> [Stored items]
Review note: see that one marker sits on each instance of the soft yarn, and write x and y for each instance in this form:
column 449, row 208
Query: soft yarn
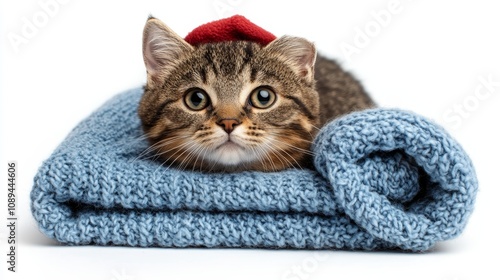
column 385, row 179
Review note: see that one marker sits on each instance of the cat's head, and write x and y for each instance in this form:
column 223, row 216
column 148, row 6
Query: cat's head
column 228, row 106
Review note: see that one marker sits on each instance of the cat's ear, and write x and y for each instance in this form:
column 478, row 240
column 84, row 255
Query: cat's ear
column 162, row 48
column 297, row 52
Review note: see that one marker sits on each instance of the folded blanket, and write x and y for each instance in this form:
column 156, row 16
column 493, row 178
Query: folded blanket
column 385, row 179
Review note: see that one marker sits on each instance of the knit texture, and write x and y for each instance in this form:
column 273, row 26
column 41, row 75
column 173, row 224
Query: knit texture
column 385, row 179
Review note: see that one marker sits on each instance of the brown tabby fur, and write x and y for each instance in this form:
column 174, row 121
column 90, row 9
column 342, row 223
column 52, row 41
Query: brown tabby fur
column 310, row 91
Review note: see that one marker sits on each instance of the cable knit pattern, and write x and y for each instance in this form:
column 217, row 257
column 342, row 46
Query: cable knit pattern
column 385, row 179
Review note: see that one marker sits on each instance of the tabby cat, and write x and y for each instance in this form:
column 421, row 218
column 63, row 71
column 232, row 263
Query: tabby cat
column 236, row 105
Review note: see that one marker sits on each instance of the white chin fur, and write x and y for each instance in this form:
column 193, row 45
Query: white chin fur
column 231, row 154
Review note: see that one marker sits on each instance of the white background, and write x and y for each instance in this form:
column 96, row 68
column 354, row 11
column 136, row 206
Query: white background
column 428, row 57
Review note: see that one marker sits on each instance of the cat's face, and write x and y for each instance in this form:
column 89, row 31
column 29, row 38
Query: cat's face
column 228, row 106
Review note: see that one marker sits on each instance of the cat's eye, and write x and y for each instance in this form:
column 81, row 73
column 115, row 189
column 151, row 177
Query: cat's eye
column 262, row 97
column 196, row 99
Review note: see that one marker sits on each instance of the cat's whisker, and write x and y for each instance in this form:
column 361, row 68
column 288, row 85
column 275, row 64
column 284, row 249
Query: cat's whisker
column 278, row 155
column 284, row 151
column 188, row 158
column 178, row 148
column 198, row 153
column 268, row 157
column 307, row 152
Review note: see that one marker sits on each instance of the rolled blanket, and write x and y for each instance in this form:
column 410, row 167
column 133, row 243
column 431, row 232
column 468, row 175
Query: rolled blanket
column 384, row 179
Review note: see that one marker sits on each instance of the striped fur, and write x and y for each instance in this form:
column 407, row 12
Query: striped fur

> [EXERCISE OBJECTIVE]
Output the data above exactly. Drop every picture.

> [EXERCISE ANSWER]
Review note: see that one marker sits on each instance of the soft yarn, and write x and y for each instance in this form:
column 449, row 208
Query: soft yarn
column 385, row 179
Review note: see that one marker sits on each instance of the cat's head, and write x and y for each instance in this form:
column 223, row 216
column 148, row 6
Query: cat's head
column 228, row 106
Review note: see that one marker sits on each instance of the cat's ear, and write x and y for each instance in this form:
column 478, row 240
column 84, row 255
Query: cat's ear
column 162, row 48
column 297, row 52
Review note: see that one marker sits on each instance of the folded blanket, and write x and y for each instance in this form:
column 156, row 16
column 493, row 178
Query: folded blanket
column 385, row 179
Review note: see that one marker sits on each instance of the knit texture, and write x and y for each instance in this form:
column 273, row 26
column 41, row 75
column 173, row 224
Query: knit texture
column 385, row 179
Review note: see that one marker sits on each instance of the brown tabby fur, and write x and y for each instance in this form:
column 174, row 121
column 90, row 9
column 342, row 223
column 52, row 41
Query: brown tabby fur
column 310, row 91
Review note: see that one marker sits on each instance of the cable knit pattern, and write x and y for each instance in this form:
column 217, row 257
column 342, row 46
Query: cable knit pattern
column 385, row 179
Review note: see that one marker sits on each instance of the tabby cat, and write x and y for each instance in this form:
column 421, row 218
column 63, row 71
column 232, row 263
Query: tabby cat
column 236, row 105
Review note: see that one marker sits on each instance of the white chin fur, and write x and y for each instance in this form:
column 193, row 45
Query: white chin fur
column 231, row 154
Review note: see that one marker sits on each instance of the white background, and write x and y for each instance in this form:
column 96, row 68
column 354, row 11
column 136, row 206
Query: white background
column 428, row 57
Review note: see that one marker sits on each instance of the cat's face, and write x and y for each instance in this form:
column 89, row 31
column 29, row 38
Query: cat's face
column 228, row 106
Review note: see that one marker sits on each instance of the cat's eye, and write x and y for each instance in this form:
column 81, row 73
column 115, row 189
column 151, row 177
Query: cat's eye
column 262, row 97
column 196, row 99
Review note: see that one marker sits on each instance of the cat's whisker, and write x and y for each instance in this form:
column 361, row 68
column 288, row 85
column 275, row 64
column 284, row 249
Query: cat's whisker
column 278, row 155
column 284, row 151
column 188, row 158
column 178, row 148
column 198, row 153
column 268, row 157
column 307, row 152
Review note: see that one marker sits on each instance of the rolled blanket, and write x and y for each instance in this form:
column 410, row 167
column 133, row 243
column 431, row 232
column 468, row 175
Query: rolled blanket
column 384, row 179
Review note: see that one marker sits on each instance of the striped fur, and write x and y for each instance in this form:
column 407, row 12
Query: striped fur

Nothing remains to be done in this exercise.